> **Excerpted text**
------------------------------------------------------------------------

# appealing an account deactivation



## Romalu (Nov 29, 2018)

I drive for both Uber and Lyft. Last night, I got an Uber text right before bed alerting me that a passenger had reported concerns with my driving (something about braking/maneuvering or whatever). It was my second such alert in less than a week, and that was really surprising because I hadn't had any before this for a few months. This morning I woke up to find my account had been deactivated! I spoke with support on the phone and with a rep in person. I got no further info about what exactly the passenger reported, no opportunity to explain my side of things or appeal, and no option to take a safety course and get my account reinstated. Just that's it, that's all, goodbye!

Has anyone else had this happen? If you were able to get reinstated, how?


----------



## mikes424 (May 22, 2016)

If you follow the news, remember when Jim Acosta got kicked out of the White House press conference. (Not arguing if it should or should not have been done. That is a topic for a different thread).

A judge ordered him reinstated due to the fact he was not given a chance to defend himself. I am not a lawyer but I do see some corelation between that and what Uber does with deactivation. 

A lawyer may be able to help but if you lose you may be on the hook for big bucks. If you decide to talk to a lawyer mention the possibility of a class action suit. You are not the only one deactivated without a chance to defend youtself or face your accuser.

------------------------------------------------------------------------

> **Written request 1**
In the deactivation thread, how many driving alerts had Romalu received in less than a week?
> **Written request 2**
Condense the paragraph of the deactivation thread that opens with "I drive for both Uber and Lyft" into a short bulleted list that keeps its main facts.
> **Written request 3**
Quote the deactivation thread word for word, beginning at the words "A judge ordered" and stopping after the words "does with deactivation.".

------------------------------------------------------------------------

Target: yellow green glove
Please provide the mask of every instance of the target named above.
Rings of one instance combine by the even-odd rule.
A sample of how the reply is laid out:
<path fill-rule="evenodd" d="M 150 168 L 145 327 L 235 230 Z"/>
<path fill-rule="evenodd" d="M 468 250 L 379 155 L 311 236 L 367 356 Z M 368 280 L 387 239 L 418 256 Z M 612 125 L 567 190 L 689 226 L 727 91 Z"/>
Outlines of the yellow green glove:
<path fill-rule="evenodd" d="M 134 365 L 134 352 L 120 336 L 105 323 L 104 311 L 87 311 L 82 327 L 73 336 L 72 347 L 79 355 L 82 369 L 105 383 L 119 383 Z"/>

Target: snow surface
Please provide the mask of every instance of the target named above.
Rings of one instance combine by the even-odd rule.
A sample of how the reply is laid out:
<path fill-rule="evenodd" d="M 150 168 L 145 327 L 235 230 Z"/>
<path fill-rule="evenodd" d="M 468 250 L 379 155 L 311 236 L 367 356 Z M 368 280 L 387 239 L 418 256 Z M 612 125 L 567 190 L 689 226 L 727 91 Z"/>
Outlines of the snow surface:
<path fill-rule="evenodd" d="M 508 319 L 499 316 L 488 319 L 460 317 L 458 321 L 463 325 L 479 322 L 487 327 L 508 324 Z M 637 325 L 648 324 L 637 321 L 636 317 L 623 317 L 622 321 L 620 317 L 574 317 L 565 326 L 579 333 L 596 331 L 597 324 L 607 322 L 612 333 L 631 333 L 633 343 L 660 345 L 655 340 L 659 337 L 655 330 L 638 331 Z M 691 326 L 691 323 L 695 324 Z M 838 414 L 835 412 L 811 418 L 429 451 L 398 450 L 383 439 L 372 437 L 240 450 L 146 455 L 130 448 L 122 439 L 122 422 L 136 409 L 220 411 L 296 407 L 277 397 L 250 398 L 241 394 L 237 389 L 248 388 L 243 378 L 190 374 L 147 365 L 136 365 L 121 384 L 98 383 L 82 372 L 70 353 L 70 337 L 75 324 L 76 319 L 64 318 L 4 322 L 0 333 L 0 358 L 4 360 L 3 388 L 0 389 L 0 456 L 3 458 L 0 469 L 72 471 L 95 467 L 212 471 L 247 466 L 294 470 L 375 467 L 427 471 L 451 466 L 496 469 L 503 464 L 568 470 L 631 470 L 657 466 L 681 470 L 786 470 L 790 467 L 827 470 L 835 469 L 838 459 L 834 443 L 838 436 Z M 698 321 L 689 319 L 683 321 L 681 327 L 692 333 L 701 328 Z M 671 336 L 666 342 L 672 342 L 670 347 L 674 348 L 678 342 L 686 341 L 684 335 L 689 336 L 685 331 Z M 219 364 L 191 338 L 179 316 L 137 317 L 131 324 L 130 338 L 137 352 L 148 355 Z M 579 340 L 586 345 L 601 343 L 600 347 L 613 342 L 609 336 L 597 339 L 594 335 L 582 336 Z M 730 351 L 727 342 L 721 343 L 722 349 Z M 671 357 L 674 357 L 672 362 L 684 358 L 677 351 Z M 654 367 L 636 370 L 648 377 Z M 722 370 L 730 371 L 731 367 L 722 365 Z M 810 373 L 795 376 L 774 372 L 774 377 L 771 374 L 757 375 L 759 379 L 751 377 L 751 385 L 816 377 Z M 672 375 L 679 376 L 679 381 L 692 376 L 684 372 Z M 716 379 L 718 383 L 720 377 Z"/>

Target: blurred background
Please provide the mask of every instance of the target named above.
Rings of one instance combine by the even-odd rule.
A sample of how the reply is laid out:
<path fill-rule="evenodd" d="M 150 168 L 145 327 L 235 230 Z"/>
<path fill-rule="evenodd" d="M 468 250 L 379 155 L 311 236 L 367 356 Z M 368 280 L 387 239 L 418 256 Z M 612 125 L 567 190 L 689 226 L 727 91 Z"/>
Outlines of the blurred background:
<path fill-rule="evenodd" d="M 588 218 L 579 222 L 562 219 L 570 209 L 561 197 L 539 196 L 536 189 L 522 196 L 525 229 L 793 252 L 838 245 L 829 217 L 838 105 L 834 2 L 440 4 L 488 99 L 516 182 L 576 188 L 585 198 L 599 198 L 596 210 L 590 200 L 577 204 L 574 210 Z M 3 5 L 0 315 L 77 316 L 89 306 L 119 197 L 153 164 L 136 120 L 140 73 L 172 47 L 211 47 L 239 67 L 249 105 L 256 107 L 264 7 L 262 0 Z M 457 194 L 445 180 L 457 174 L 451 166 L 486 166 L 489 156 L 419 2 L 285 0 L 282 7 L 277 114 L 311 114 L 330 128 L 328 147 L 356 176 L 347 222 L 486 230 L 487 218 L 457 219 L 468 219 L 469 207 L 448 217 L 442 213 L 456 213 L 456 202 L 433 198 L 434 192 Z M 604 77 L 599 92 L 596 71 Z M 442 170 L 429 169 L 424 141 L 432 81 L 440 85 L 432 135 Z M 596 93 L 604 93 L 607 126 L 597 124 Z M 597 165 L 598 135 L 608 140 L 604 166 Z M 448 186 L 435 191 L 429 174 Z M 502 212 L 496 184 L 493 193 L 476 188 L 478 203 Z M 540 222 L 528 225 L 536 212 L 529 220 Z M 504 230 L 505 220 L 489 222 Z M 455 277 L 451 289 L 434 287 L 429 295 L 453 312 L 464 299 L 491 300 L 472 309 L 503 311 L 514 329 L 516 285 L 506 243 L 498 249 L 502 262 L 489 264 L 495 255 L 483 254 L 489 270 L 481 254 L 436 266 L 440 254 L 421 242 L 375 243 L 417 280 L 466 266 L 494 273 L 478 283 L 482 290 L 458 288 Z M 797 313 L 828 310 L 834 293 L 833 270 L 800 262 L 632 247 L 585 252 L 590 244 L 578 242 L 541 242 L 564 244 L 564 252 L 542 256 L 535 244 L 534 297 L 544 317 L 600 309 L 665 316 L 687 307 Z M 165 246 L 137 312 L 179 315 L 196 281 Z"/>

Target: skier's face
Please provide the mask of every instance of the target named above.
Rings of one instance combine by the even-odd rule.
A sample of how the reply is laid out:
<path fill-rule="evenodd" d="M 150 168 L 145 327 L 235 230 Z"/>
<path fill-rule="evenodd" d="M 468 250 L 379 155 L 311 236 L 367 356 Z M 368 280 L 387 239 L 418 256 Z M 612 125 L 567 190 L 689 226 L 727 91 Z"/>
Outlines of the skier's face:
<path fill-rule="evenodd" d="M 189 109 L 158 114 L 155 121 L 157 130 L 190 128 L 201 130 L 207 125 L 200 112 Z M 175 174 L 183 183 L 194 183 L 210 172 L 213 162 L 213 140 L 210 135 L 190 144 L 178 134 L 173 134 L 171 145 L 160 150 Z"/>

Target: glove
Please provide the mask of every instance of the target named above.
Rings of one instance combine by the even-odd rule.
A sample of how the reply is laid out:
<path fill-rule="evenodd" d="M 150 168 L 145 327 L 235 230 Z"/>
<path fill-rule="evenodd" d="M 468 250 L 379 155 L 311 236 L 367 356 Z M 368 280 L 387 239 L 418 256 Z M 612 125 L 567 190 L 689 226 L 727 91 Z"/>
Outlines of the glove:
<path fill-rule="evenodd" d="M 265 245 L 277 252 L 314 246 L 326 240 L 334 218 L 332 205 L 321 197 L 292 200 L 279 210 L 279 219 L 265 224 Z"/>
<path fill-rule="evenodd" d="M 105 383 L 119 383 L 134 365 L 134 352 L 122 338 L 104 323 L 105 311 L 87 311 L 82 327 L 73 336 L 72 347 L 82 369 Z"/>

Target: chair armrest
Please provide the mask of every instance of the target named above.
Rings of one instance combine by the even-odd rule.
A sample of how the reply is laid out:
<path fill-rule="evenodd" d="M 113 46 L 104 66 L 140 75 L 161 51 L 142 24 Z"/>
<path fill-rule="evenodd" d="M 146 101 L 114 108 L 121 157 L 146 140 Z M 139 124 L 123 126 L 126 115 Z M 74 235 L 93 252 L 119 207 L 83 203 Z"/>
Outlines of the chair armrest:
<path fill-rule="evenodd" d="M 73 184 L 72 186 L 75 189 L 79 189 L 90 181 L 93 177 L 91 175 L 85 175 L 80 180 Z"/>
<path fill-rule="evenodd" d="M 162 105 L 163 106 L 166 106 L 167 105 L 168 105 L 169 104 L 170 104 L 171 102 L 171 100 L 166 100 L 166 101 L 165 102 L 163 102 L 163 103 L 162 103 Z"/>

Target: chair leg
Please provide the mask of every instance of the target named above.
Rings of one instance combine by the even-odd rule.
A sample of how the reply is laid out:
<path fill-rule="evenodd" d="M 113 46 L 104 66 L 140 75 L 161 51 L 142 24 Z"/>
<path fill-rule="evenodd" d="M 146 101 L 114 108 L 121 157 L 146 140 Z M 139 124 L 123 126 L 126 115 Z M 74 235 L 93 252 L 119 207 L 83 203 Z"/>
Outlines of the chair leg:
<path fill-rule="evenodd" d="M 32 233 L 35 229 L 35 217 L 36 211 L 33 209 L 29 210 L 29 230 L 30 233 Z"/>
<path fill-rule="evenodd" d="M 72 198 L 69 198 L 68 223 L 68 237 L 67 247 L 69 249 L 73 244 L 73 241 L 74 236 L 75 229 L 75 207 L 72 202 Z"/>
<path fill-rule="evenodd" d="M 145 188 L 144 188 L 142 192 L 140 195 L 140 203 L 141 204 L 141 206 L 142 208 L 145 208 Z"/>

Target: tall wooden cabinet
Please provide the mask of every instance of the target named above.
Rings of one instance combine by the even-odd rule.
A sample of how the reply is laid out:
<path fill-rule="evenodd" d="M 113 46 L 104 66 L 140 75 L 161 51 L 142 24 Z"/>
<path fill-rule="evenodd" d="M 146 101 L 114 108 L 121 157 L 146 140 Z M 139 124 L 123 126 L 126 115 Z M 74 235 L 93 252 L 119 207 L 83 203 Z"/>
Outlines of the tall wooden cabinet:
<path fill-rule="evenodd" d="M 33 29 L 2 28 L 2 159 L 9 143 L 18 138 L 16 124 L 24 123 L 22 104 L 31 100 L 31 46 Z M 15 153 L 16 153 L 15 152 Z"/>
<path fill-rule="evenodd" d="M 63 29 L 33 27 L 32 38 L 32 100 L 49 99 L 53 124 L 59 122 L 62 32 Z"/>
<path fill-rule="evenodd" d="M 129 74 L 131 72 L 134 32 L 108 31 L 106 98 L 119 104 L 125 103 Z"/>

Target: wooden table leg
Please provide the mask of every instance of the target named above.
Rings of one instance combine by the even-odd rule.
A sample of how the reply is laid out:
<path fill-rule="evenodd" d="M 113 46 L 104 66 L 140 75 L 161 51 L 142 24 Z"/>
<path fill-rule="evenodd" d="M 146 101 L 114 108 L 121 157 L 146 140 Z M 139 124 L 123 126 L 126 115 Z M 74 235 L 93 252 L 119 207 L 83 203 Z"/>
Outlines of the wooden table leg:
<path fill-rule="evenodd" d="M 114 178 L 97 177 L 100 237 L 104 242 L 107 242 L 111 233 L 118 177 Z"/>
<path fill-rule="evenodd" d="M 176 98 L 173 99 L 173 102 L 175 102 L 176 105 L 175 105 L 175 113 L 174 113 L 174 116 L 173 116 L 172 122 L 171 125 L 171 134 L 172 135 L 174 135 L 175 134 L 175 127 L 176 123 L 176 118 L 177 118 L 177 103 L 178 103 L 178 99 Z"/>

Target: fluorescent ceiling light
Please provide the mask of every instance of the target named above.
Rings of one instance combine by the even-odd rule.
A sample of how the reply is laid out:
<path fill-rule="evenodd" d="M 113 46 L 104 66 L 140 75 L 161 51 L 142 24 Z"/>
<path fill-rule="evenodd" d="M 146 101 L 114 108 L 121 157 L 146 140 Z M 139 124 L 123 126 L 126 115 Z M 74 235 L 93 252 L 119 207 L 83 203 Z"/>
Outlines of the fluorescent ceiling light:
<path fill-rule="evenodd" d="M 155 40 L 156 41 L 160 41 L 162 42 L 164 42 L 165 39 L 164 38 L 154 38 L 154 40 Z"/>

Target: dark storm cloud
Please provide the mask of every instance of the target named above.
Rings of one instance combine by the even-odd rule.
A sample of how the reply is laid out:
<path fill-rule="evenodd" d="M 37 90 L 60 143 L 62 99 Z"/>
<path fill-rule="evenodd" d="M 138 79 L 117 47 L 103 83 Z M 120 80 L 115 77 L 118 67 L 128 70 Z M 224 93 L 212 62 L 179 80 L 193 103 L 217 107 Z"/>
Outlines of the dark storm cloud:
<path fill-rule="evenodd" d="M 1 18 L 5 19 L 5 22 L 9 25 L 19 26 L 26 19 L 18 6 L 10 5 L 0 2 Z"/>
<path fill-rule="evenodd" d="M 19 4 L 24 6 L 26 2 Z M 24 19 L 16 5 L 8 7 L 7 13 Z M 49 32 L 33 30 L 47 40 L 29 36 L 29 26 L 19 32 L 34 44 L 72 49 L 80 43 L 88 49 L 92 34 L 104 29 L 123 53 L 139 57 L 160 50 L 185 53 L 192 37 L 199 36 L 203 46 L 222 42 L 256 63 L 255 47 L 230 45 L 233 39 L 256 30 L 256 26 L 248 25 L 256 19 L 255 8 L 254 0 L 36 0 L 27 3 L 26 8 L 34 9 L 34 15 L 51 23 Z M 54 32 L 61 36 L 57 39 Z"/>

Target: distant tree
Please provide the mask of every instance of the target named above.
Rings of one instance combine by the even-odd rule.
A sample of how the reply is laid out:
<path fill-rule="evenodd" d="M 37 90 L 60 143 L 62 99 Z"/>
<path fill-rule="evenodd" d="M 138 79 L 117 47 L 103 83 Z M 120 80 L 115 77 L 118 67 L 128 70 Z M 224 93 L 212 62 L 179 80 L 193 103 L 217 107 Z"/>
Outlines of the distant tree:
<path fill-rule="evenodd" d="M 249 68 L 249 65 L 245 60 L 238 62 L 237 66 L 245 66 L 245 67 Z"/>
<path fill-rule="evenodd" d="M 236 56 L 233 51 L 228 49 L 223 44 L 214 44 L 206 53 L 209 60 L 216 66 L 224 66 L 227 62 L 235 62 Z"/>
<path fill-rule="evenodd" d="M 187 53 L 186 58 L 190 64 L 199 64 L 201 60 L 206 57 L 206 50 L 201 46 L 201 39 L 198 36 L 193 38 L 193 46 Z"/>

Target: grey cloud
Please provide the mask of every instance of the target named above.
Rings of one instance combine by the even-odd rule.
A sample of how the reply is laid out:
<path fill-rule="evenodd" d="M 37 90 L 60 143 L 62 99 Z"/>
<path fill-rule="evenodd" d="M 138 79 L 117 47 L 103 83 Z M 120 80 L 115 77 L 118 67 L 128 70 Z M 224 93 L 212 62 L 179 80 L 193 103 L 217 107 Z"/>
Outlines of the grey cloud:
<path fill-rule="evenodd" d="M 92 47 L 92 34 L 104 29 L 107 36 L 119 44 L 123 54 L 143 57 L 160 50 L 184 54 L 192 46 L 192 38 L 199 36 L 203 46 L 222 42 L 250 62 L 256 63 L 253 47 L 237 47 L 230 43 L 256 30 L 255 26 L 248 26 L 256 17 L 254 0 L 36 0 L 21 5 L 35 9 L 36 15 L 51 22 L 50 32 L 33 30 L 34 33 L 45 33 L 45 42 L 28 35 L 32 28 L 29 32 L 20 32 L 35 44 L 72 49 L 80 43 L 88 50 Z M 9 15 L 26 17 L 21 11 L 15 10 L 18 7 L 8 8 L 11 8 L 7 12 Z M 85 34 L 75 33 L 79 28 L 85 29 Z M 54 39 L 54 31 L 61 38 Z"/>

------------------------------------------------------------------------

> **Full answer 1**
Two alerts.

> **Full answer 2**
- Drives for both Uber and Lyft.
- Received an Uber text one night saying a passenger had reported concerns about their driving, the second such alert in less than a week after months without any.
- Found the account deactivated the next morning.
- Spoke with support by phone and with a representative in person.
- Received no details of the passenger's report, no chance to explain or appeal, and no option to take a safety course for reinstatement.

> **Full answer 3**
A judge ordered him reinstated due to the fact he was not given a chance to defend himself. I am not a lawyer but I do see some corelation between that and what Uber does with deactivation.